FRAGMENT DOKUMENTU:
Mieszkańcy obawiają się nie tylko braku dostępu do światła, ale także jeszcze większych korków, braku miejsc parkingowych oraz braku zieleni. W ostatnim czasie w okolicach Błękitka i Teatru Varieté powstało wiele nowych inwestycji. W tym momencie nie domaga nawet komunikacja miejska. Przystanki nie są w stanie pomieścić tak dużej liczby oczekujących na tramwaje.
Rozwiązaniem problemu mieszkańców ma być uchwalenie miejscowego planu zagospodarowania przestrzennego. Projekt planu zakłada budowę jednego, a nie czterech bloków. I to w dodatku o wiele niższego.
Mieszkańcy kilka razy rozmawiali, natomiast ich oczekiwania są jednoznaczne. Oczekują jak najszybszego uchwalenia planu zagospodarowania przestrzennego dla tego terenu
- mówi Monika Firlej, przewodnicząca Rady Dzielnicy Grzegórzki.
Trwa wyścig z czasem
Tu pojawia się problem, deweloper otrzymał już decyzję o warunkach zabudowy. Mieszkańcy i radni zaskarżyli ją jednak do Samorządowego Kolegium Odwoławczego, co wstrzymuje prace na co najmniej kilka miesięcy.
To wedle naszych szacunków, patrząc na praktykę procedowania tego typu spraw, daje około 8 miesięcy weryfikowania tego
- wyjaśnia wiceprezydent Krakowa Stanisław Mazur.
SKO ma dwie opcje, może podtrzymać decyzję o warunkach zabudowy albo ją unieważnić.
Trwa więc wyścig z czasem, czy najpierw SKO rozpatrzy skargę na decyzję o warunkach zabudowy, czy radni przegłosują plan miejscowy i zablokują budowę czterech bloków.
Jak informuje miejski radny Łukasz Maślona, zanim plan trafi pod obrady krakowskiej Rady Miasta, musi zostać przedstawiony mieszkańcom:
Jeśli plan trafi na dniach do wyłożenia, to do końca grudnia zapewne będzie do wglądu i do składania uwag będzie Urząd zapraszał mieszkańców, więc wtedy Rada najwcześniej ten plan wzięłaby na tapet na przełomie stycznia, lutego.
Mieszkańcy i radni dzielnicy pokładają więc w krakowskim magistracie resztki nadziei. Liczą, że cztery 20sto metrowce przy ich ulicy nie powstaną.

POLECENIE 1: Ile bloków przewiduje projekt planu miejscowego według fragmentu dokumentu?
POLECENIE 2: Dlaczego według fragmentu dokumentu trwa wyścig z czasem? Odpowiedz w jednym do trzech zdań.
POLECENIE 3: Przepisz dosłownie część fragmentu dokumentu, zaczynając od „Rozwiązaniem problemu mieszkańców” i kończąc na „Rady Dzielnicy Grzegórzki.”.

PRZEKAZANE POZYCJE:
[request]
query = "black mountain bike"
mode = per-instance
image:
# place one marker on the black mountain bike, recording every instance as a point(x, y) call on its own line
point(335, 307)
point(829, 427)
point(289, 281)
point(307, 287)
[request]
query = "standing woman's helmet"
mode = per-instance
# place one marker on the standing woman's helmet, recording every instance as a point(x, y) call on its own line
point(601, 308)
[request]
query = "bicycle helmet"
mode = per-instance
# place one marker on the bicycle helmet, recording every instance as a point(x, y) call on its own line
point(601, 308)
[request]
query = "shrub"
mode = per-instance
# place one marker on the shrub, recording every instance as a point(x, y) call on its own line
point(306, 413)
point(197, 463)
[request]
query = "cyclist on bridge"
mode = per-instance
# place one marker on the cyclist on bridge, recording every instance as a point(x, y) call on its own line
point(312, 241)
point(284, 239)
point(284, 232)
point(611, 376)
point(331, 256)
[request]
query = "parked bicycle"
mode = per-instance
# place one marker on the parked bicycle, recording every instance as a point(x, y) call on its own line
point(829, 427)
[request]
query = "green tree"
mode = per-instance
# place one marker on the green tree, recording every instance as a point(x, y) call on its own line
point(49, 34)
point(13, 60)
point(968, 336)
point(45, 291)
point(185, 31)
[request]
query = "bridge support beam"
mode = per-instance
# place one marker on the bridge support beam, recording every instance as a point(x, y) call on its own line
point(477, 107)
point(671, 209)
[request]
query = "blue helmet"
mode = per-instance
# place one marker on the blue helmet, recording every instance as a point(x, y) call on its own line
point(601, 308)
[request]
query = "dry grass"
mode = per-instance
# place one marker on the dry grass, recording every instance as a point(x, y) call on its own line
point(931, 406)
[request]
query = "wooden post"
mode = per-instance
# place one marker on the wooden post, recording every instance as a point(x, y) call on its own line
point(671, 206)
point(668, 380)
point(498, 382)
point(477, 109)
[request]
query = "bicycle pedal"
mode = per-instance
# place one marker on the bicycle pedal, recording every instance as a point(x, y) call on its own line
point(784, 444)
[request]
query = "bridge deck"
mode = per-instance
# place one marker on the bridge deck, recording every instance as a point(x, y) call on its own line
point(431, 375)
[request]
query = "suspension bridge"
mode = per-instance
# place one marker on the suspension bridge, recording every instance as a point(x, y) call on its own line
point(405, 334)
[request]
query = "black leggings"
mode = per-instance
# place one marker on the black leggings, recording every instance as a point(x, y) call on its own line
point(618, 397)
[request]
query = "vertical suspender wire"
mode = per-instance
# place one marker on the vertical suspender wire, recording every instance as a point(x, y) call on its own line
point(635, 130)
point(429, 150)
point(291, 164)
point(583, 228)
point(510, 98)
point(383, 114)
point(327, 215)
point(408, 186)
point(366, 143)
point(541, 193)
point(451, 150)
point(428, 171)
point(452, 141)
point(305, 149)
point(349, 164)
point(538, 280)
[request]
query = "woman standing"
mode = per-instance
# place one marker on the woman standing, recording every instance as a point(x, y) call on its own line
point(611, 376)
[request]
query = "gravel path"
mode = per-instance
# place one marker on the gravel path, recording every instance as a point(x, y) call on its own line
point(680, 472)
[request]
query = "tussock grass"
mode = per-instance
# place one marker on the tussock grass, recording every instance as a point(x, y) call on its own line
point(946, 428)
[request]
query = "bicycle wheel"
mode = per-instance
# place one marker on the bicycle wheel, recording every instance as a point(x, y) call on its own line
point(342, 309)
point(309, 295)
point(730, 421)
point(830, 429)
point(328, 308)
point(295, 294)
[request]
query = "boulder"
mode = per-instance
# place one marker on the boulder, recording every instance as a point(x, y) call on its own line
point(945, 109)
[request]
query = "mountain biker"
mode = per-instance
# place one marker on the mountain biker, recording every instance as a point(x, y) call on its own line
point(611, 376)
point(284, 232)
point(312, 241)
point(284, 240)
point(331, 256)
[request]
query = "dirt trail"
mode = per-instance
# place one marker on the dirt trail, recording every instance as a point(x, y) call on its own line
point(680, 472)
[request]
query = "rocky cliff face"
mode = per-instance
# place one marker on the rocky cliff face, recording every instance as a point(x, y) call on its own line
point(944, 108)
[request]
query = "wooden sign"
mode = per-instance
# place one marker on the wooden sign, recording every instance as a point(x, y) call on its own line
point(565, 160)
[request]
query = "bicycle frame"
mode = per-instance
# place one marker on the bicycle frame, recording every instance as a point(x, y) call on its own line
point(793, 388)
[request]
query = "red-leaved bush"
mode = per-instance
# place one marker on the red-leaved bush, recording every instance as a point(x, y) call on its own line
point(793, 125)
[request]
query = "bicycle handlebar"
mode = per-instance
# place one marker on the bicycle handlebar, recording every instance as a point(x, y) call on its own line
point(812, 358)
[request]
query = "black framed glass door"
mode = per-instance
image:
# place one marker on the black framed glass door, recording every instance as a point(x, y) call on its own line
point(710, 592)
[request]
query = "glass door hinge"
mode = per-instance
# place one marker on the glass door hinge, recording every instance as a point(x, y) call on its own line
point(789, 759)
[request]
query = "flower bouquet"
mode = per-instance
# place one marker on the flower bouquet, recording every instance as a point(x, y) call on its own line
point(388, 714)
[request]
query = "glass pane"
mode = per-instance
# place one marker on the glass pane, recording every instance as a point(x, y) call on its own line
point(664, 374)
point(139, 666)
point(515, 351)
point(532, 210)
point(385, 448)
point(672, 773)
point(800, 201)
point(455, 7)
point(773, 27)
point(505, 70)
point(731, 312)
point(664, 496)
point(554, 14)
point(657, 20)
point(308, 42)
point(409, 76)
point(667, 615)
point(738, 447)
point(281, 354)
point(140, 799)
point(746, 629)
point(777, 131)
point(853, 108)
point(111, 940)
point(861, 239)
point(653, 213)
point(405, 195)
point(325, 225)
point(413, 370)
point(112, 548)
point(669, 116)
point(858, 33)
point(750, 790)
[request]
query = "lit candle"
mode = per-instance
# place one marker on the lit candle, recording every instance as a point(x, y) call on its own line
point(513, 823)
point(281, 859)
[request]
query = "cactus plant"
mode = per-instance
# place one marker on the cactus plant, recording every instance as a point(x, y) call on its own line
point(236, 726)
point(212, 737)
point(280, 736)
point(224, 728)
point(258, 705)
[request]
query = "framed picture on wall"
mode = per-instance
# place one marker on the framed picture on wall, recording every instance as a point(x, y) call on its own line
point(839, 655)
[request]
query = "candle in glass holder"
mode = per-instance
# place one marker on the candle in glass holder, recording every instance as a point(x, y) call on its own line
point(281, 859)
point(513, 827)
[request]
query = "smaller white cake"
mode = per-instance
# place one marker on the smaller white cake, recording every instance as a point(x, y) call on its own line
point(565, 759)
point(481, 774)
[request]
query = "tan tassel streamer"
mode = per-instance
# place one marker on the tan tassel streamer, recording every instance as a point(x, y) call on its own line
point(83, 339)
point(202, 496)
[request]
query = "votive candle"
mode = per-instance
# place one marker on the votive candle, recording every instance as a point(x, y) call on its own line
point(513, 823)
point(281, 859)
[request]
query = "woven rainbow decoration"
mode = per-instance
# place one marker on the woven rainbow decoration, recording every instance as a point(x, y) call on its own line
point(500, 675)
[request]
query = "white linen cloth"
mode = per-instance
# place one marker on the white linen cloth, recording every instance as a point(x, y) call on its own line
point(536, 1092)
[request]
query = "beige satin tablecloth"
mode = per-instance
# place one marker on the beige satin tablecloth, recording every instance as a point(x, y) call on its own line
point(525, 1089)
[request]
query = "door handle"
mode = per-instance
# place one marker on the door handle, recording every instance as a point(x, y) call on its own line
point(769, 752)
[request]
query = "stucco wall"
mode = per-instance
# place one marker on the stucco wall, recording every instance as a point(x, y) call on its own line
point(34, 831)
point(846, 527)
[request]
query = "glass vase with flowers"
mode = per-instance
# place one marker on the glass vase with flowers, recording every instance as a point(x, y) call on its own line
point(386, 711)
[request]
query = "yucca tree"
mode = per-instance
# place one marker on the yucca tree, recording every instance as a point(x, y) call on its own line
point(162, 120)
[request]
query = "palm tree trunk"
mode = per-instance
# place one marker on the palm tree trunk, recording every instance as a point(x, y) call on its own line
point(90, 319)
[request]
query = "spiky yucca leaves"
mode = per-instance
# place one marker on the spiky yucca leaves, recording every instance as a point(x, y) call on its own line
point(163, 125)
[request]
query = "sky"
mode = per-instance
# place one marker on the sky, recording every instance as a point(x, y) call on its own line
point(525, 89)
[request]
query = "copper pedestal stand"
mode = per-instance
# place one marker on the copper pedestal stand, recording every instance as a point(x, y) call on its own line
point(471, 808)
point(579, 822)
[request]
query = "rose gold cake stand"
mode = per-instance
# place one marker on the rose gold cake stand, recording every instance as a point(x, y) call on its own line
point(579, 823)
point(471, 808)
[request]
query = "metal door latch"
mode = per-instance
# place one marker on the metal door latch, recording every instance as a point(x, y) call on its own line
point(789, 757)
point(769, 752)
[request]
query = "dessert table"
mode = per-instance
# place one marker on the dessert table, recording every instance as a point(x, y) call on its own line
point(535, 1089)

ODPOWIEDŹ 1: Jeden, i to o wiele niższy, zamiast czterech.

ODPOWIEDŹ 2: Deweloper otrzymał już decyzję o warunkach zabudowy, ale mieszkańcy i radni zaskarżyli ją do Samorządowego Kolegium Odwoławczego, co wstrzymuje prace na co najmniej kilka miesięcy. Rozstrzyga się, czy najpierw SKO rozpatrzy skargę, czy radni wcześniej przegłosują plan miejscowy i zablokują budowę czterech bloków.

ODPOWIEDŹ 3:
Rozwiązaniem problemu mieszkańców ma być uchwalenie miejscowego planu zagospodarowania przestrzennego. Projekt planu zakłada budowę jednego, a nie czterech bloków. I to w dodatku o wiele niższego.
Mieszkańcy kilka razy rozmawiali, natomiast ich oczekiwania są jednoznaczne. Oczekują jak najszybszego uchwalenia planu zagospodarowania przestrzennego dla tego terenu
- mówi Monika Firlej, przewodnicząca Rady Dzielnicy Grzegórzki.